Mais punição, menos solução: a nova Lei do Feminicídio é compatível com a nossa Constituição?

Por Carlos Augusto Mota Lima,
Advogado – Especialista em Segurança Pública

Embora predomine o entendimento que a autonomia do crime de Feminicídio com penas elevadas representa importante avanço no combate a violência contra às mulheres, o novo tipo penal de crime de homicídio, configura na verdade, uma contrariedade a norma jurídica vigente. A Lei nº 14.994/2024, que endurece a punição para o feminicídio, entrou em vigor em outubro de 2024, tornando-o um crime autônomo e elevando as penas. A lei prevê que o feminicídio seja punido com reclusão de 20 a 40 anos, e o crime passa a ser considerado hediondo, o que impede a concessão de liberdade condicional, ou seja nada trouxe de novo, todo crime de homicídio qualidado já é hediondo, ademais, a alteração anterior já era suficiente pra suprir a sanha Punitivista do legislativo brasileiro, ainda assim, resolverem inovar, mudando às aparências sem alterar a essência, em outras palavras, nada vai mudar com essa alteração e autonomia dada ao tipo penal, as mulheres continuaram vulneráveis e desprotegidas, leis severas não reduzem a criminalidade.

É inadmissível que o legislador brasileiro, agindo de forma irresponsável, continue criando tipos penais como se essa fosse, de fato, a solução para os alarmantes índices de violência, sobretudo os crimes de feminicídio. A história jurídica recente do país já nos mostrou que leis penais severas, por si só, não são eficazes no combate à criminalidade. A Lei dos Crimes Hediondos (Lei nº 8.072/90) é um exemplo claro dessa falácia legislativa.
--------------------------------
*PROBLEMA A RESOLVER*
Responda com base no artigo sobre a nova Lei do Feminicídio:
(a) Qual é o número da lei que endurece a punição para o feminicídio, e em que mês e ano ela entrou em vigor?
(b) Qual é a pena de reclusão prevista para o feminicídio?
(c) Que lei o autor dá como exemplo claro de "falácia legislativa"?
As entradas não fazem falta para nada aqui.

Itens de rotulagem por segmentação:
--------------------------------
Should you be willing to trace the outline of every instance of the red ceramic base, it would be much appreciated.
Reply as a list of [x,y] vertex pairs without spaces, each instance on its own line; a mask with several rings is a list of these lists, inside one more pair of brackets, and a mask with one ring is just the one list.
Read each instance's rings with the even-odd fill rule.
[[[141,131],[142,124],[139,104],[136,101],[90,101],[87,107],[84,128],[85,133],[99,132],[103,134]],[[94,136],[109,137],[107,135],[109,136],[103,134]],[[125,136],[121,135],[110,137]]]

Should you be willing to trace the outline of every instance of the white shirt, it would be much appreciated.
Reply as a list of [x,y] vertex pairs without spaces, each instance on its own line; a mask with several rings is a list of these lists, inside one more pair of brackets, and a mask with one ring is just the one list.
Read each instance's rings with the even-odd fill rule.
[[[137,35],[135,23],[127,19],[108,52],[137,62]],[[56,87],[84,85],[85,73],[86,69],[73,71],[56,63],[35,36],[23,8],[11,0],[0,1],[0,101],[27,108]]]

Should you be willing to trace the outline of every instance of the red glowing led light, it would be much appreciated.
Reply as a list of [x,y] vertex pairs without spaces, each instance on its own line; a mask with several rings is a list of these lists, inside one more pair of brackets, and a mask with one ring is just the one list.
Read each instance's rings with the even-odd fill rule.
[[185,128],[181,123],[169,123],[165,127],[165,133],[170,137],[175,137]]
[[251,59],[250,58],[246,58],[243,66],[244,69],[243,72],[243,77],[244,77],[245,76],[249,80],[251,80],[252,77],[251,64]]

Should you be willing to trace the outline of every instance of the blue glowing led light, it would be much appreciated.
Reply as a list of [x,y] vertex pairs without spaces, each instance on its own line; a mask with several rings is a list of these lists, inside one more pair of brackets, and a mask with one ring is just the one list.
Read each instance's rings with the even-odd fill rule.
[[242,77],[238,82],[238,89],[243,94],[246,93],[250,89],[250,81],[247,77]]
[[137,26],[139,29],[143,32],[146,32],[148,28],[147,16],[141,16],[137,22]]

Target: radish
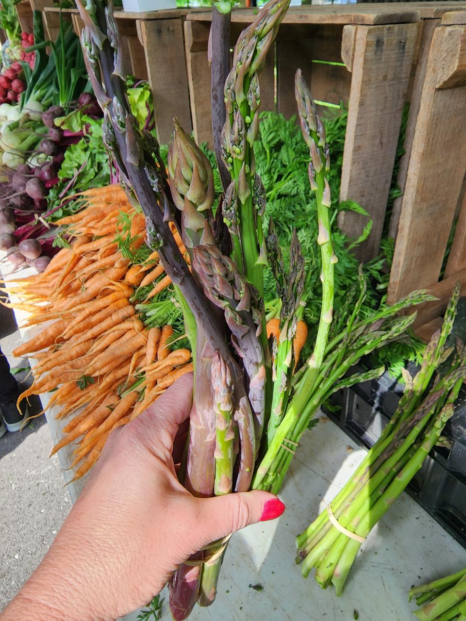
--------------------------------
*RESPOSTA COMPLETA*
(a) Lei nº 14.994/2024, em vigor desde outubro de 2024.
(b) De 20 a 40 anos.
(c) A Lei dos Crimes Hediondos (Lei nº 8.072/90).